[Data records]
START

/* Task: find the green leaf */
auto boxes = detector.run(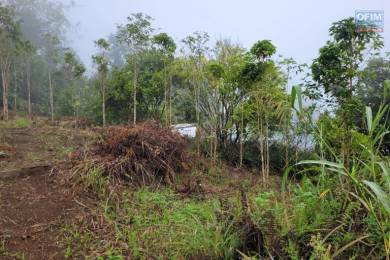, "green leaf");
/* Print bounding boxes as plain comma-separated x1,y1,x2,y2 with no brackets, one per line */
363,180,390,214
296,160,344,169
377,162,390,192
366,106,373,133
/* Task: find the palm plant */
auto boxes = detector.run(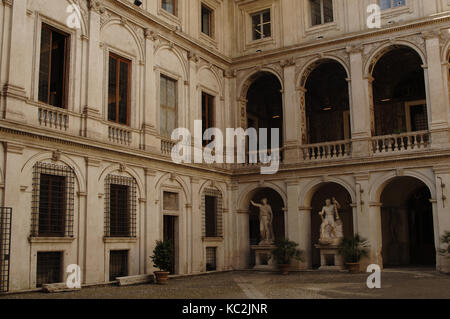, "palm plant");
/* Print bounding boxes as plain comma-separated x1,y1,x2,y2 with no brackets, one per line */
339,234,369,263
440,231,450,258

END

Exercise instructions:
Display each line of the material above that contains the string "find". Uppercase and lowercase must match.

Answer to this exercise:
/* Task: find the green leaf */
/* Task: find the palm plant */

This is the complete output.